THE PROBLEM:
Find the line that contains "Task: place one pin on each instance of the sky". Then set down that line and all the lines after it, to the end of the records, exactly and with nothing added.

—————

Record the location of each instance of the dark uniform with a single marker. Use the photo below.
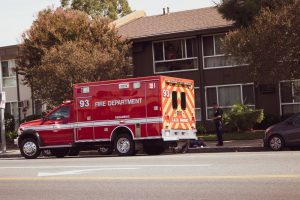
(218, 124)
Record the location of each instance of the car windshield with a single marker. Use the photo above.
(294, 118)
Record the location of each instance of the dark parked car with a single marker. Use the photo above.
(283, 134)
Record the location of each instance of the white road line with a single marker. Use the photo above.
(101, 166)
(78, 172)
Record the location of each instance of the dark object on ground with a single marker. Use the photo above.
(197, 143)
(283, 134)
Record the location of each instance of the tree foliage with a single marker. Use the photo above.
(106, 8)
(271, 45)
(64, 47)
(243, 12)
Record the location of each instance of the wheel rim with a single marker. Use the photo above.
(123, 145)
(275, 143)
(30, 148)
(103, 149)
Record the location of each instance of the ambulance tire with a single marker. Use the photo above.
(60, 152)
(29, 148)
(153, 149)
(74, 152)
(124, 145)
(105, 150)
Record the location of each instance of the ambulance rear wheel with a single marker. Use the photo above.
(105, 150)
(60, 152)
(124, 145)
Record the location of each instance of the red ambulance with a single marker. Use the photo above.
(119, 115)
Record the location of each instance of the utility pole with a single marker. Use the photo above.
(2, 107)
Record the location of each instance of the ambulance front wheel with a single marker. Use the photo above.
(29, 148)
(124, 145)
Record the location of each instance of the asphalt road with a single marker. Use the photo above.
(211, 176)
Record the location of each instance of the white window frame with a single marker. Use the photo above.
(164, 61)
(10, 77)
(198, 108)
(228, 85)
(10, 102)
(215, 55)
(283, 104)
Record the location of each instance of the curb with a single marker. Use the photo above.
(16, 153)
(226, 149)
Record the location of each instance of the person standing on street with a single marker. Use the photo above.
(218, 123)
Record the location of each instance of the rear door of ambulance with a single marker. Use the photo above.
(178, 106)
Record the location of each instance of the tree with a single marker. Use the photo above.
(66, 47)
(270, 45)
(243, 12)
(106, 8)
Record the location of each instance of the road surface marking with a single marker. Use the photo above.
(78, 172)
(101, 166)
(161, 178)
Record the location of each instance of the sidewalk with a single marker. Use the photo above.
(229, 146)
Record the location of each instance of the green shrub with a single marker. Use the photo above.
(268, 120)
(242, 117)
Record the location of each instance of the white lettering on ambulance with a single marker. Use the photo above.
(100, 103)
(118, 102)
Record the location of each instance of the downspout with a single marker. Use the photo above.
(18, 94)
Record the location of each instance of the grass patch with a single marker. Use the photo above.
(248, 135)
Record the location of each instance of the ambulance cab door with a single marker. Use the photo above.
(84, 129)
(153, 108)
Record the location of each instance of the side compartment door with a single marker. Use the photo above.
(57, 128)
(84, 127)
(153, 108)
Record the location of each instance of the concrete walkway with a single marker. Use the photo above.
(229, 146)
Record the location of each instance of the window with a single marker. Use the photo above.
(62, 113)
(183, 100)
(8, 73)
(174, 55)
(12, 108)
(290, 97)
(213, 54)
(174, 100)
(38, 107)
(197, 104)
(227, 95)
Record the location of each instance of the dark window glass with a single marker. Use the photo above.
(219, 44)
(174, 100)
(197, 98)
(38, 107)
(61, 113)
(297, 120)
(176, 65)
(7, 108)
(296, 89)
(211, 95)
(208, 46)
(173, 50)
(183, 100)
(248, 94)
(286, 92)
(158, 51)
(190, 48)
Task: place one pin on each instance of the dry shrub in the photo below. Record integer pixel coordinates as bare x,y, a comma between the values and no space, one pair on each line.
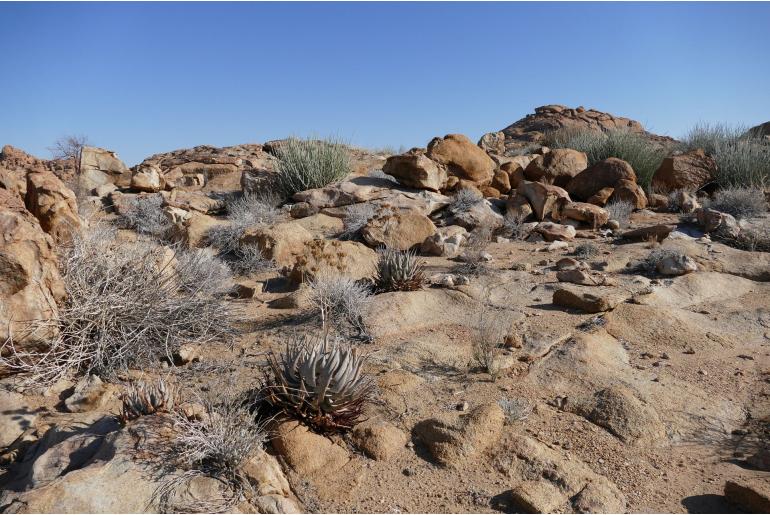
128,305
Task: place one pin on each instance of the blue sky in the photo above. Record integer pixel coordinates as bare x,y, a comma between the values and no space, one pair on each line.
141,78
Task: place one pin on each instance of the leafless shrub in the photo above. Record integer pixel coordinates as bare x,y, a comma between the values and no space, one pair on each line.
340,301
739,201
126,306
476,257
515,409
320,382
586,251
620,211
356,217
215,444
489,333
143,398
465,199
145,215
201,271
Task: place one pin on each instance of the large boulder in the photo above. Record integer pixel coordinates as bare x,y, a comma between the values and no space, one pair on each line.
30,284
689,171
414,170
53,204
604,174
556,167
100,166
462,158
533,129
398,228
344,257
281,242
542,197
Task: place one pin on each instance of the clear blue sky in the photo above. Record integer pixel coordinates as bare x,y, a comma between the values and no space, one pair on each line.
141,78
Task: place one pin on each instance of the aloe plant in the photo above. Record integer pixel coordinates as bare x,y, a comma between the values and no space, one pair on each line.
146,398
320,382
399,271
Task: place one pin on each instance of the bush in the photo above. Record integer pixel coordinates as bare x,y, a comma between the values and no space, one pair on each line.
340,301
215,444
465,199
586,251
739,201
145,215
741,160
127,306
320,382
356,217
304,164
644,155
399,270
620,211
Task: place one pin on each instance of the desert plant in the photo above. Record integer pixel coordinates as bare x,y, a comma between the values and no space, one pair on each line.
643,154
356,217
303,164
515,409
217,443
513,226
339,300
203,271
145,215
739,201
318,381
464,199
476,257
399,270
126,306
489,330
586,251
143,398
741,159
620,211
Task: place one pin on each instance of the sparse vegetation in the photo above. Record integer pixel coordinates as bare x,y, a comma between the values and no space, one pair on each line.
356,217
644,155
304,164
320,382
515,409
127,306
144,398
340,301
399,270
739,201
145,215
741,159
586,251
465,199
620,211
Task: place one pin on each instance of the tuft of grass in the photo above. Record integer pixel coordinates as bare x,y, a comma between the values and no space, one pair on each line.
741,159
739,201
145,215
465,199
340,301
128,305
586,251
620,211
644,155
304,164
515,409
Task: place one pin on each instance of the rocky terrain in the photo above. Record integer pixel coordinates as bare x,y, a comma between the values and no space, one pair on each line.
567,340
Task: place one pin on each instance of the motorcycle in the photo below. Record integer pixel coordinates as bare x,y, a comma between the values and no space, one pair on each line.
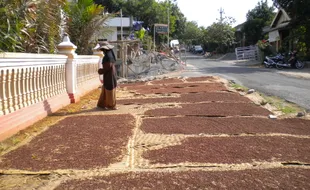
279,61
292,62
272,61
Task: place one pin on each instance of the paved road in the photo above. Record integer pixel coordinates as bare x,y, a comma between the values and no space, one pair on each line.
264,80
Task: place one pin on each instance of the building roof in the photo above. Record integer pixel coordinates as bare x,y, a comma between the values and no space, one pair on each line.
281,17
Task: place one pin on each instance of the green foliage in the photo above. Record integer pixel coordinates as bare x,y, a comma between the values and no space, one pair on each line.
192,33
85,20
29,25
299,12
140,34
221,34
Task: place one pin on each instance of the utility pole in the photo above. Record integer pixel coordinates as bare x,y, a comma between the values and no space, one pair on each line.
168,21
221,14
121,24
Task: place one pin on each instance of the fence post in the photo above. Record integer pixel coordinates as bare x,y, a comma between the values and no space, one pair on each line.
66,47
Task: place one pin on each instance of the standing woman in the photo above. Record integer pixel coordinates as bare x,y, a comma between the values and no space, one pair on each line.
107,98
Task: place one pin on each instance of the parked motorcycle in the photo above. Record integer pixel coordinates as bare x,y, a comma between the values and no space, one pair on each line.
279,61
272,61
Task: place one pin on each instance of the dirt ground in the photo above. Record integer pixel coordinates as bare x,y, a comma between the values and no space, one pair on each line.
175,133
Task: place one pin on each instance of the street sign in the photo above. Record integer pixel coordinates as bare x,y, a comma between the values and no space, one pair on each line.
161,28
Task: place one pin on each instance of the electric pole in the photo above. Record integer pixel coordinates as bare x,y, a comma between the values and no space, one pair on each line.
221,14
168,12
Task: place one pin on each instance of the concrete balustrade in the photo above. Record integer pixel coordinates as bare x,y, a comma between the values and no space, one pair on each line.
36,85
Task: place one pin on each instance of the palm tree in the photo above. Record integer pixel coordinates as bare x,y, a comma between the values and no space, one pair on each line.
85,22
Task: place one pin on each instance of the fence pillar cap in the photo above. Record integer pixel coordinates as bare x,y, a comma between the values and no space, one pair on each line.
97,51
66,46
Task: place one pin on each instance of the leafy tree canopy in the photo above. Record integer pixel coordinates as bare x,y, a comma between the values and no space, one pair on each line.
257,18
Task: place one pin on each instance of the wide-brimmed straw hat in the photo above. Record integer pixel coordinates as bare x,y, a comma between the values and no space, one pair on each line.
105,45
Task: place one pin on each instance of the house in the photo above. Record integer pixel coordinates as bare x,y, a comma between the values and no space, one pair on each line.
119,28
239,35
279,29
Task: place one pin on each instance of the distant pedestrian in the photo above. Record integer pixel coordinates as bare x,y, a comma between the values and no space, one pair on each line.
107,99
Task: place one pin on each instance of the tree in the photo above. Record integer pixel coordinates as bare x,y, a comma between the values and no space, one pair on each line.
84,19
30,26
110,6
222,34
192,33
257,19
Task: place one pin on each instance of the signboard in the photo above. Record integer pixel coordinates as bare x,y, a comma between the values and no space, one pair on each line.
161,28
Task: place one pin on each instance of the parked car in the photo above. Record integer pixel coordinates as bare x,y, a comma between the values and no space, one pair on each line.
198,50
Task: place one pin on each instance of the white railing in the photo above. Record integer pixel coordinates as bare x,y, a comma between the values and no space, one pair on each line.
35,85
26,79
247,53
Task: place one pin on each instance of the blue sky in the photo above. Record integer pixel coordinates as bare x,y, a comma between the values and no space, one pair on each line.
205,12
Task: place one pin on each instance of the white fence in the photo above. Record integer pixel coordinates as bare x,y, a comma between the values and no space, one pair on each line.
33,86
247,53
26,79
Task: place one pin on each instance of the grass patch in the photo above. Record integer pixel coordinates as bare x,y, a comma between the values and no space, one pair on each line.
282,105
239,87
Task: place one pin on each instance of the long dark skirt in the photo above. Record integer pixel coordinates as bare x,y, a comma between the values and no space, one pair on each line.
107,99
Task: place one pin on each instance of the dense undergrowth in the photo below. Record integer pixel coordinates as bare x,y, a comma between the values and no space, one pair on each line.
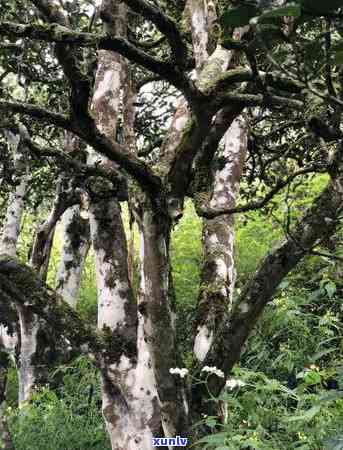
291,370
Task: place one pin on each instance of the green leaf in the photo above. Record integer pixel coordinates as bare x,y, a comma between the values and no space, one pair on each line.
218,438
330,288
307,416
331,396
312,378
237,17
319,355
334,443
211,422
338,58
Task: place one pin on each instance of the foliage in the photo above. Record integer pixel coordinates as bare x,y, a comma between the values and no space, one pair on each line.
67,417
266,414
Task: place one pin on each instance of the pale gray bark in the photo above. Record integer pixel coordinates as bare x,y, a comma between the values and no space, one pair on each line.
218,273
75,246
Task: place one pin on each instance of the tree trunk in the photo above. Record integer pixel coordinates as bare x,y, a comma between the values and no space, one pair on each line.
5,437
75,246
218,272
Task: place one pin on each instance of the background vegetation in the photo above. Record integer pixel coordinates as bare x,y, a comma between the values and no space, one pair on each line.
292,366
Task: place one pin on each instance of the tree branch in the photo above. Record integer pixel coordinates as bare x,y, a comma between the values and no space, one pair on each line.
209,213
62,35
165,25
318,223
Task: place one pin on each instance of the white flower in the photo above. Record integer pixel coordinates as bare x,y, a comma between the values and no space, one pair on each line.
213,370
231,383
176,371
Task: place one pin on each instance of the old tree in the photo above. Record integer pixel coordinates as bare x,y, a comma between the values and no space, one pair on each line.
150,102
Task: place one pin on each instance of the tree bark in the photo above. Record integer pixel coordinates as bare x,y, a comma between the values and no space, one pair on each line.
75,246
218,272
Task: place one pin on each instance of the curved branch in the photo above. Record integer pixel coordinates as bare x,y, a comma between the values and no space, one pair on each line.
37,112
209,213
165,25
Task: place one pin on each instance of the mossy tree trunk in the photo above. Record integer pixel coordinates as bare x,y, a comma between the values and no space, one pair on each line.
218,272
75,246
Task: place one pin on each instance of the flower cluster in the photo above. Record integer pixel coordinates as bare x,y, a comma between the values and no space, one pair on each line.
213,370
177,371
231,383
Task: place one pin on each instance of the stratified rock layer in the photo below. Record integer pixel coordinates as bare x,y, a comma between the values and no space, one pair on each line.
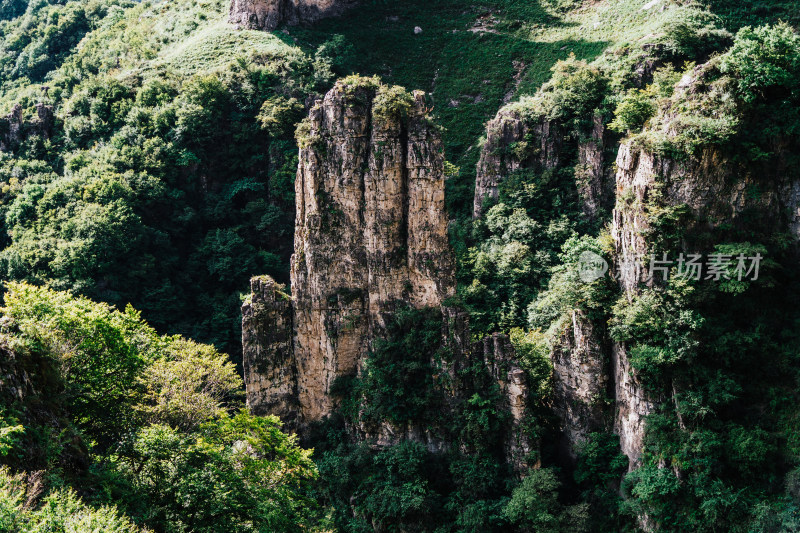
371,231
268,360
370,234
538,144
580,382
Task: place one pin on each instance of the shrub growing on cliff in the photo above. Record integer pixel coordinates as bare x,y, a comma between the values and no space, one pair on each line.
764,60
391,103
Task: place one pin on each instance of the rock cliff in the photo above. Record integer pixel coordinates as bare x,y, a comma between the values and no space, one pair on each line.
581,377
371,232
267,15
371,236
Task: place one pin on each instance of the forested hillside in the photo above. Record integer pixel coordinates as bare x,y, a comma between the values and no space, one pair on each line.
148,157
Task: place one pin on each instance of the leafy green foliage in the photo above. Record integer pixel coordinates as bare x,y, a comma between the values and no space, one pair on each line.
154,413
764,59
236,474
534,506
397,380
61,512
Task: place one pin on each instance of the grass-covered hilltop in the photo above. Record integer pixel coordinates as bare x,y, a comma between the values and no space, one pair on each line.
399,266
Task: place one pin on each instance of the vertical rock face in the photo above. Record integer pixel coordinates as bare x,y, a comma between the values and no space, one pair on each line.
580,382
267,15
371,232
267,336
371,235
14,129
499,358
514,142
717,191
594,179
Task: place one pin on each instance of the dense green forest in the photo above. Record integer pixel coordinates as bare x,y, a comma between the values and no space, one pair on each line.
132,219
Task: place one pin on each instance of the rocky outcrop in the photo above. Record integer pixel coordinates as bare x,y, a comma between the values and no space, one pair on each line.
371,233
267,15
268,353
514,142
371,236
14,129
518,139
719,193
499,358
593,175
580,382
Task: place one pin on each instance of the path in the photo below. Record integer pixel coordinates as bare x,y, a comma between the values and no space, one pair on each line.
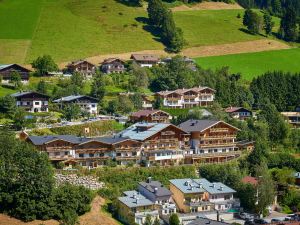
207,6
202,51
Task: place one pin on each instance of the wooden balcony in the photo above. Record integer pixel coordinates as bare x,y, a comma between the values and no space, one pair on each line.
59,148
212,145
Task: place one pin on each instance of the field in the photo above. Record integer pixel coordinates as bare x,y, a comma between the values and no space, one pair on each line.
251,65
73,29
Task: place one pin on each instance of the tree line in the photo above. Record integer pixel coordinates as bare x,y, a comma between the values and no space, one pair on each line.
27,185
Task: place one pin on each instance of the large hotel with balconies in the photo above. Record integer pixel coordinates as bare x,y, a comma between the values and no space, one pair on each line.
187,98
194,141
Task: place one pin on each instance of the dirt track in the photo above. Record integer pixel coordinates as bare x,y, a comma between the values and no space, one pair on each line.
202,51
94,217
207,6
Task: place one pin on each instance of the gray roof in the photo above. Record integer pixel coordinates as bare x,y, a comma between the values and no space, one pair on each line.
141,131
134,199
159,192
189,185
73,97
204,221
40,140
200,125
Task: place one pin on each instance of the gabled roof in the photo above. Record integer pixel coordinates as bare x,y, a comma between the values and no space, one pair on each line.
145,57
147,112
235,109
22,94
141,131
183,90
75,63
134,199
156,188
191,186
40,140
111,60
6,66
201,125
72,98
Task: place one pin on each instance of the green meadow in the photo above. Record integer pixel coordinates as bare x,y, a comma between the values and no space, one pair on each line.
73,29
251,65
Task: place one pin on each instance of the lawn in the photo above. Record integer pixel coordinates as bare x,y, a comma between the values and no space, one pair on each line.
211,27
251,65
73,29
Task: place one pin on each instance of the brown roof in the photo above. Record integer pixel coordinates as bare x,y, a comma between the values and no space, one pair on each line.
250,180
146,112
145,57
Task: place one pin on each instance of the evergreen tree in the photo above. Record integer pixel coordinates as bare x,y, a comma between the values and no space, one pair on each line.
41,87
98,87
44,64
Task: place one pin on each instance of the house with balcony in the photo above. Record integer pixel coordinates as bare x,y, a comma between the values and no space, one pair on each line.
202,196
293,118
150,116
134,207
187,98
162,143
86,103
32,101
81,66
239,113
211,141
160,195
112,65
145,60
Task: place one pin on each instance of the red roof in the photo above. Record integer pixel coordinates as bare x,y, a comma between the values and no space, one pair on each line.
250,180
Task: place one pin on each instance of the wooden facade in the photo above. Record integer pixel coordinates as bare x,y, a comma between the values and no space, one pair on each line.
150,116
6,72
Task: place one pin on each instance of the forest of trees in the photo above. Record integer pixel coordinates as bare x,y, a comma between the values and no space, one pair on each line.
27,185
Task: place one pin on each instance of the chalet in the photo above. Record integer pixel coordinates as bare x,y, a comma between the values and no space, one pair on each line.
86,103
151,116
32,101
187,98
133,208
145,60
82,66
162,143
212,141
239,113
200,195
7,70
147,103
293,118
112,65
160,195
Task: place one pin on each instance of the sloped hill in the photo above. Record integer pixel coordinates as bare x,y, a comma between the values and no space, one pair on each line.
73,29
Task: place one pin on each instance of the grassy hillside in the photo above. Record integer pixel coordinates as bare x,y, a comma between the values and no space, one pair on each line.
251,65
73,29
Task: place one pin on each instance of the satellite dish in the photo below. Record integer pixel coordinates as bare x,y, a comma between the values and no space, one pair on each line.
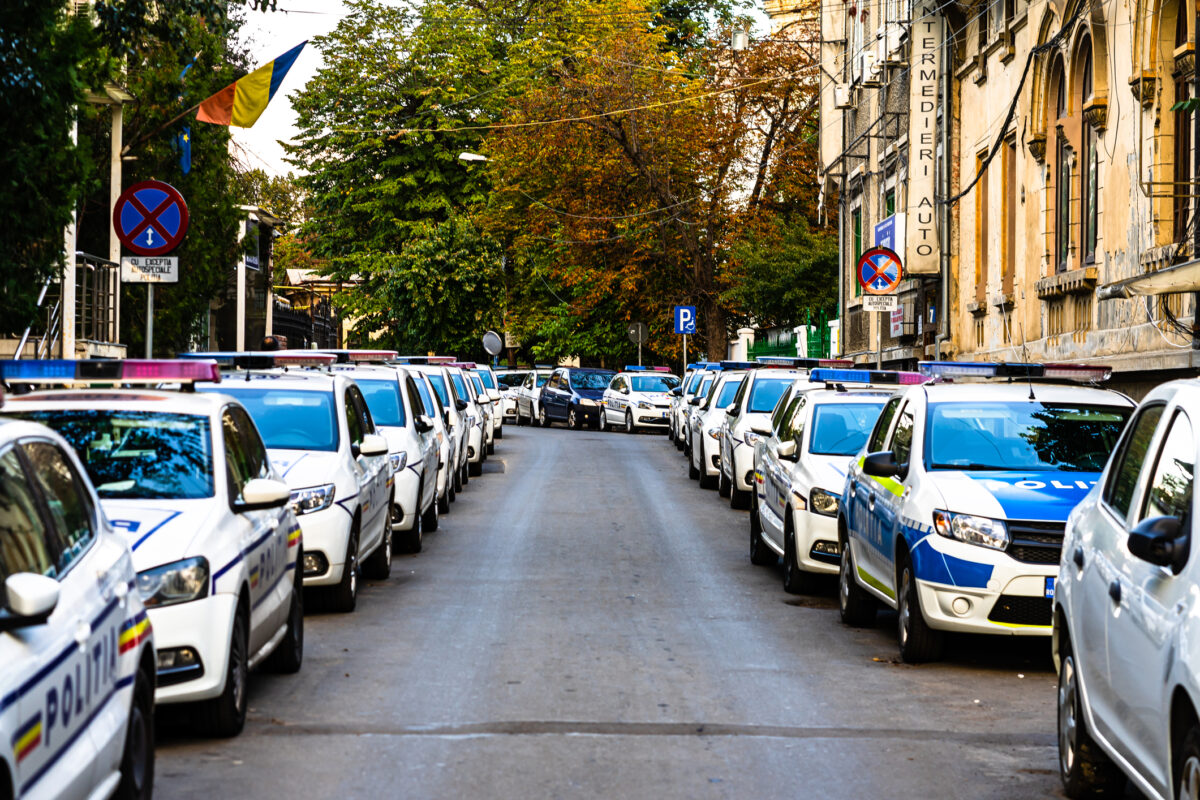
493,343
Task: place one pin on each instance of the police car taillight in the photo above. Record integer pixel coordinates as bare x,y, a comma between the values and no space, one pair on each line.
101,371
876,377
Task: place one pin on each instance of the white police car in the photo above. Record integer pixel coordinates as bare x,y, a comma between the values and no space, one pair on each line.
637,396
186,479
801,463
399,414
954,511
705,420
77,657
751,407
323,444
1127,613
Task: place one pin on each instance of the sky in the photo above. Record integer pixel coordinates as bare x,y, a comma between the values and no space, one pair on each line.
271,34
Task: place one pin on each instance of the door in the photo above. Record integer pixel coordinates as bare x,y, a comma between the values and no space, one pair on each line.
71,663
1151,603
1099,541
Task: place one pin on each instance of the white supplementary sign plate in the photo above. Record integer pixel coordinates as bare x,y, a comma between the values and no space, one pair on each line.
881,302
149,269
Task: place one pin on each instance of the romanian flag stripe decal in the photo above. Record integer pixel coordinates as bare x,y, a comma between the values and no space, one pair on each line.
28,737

—————

EXERCISE RESPONSE:
Task: place one pin on each instance of the sky in the photo above. Record integer pixel coordinates as bare x,y, a comma between the values and no space, one pair on each line.
271,34
Task: place one pin on each instance of the door in the photo above. Record integer pixel coordinates as bare x,y, a comma between the values and no space, one pair on each line.
71,663
1151,603
1099,541
Task: place one pin on each instance of the white supplementary sign plate in the photo above. Record integer pixel coordinates as bare x,y, a comma between the values and no space, one pair on each line.
881,302
149,269
Task: place one pin on each instance of the romanian flag stripe decal in the photo above. Record integer pixel coordinates as bare x,y, a comma between the values and no space, one pair on each line.
28,737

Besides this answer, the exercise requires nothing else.